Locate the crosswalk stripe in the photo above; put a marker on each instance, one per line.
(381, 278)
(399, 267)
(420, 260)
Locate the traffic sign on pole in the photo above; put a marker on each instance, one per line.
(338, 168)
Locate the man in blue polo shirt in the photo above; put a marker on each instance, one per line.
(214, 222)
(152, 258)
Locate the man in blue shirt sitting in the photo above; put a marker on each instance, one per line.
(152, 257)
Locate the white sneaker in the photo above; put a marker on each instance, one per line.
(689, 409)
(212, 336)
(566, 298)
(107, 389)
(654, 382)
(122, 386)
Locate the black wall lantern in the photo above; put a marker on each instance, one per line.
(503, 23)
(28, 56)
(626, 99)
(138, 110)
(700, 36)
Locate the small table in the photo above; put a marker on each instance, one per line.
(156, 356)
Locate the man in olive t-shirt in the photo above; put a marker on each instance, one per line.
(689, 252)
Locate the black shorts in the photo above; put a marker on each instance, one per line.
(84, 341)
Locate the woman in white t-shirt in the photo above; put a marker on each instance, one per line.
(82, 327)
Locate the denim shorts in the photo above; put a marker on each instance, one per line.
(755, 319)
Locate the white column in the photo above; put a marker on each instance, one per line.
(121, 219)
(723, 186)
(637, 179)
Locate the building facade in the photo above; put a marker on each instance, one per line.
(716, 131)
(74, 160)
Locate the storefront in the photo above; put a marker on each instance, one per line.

⁂

Problem statement
Reprint the entire listing exactly.

Solved exercise
Locate the crosswalk stripe in the photo above; put a marker on each instance, one per line.
(381, 278)
(399, 267)
(420, 260)
Locate the traffic sign on pole in the photo above; put a marker on each instance, one per line.
(338, 168)
Locate the man in blue polo shirt in the photo above; put a marker on each instance, one per line.
(214, 222)
(152, 258)
Locate the man in blue shirt sitting in the photo above; put a marker on each instance, one per line.
(152, 257)
Locate the white sneaker in the photo above; put a marker on each instance, one per line.
(689, 409)
(212, 336)
(566, 298)
(107, 389)
(654, 382)
(122, 386)
Locate the black wall lantern in the photo above; put a marker on each instance, one per line.
(503, 23)
(28, 56)
(626, 99)
(138, 110)
(700, 36)
Locate the small table in the photo above; put a marker on each instance, one per line.
(156, 356)
Locate the man in olive t-shirt in the photo above; put a marker on each instance, one per line.
(689, 252)
Locate the black shorts in the photo above; put a marker on each instance, one per line.
(84, 341)
Locate the woman in white t-shirt in the photo above; put a marker on each instance, one per line.
(82, 327)
Locate the denim shorts in the photo above; put a marker on each instance, one per line.
(755, 319)
Locate the white column in the photo above; put a marker on each instance, one per line.
(121, 219)
(723, 186)
(637, 179)
Locate the building facade in the photo above; put a marker on each instance, one per line.
(716, 131)
(74, 160)
Locate the storefront in the photo above; put a marker on each instance, one per line.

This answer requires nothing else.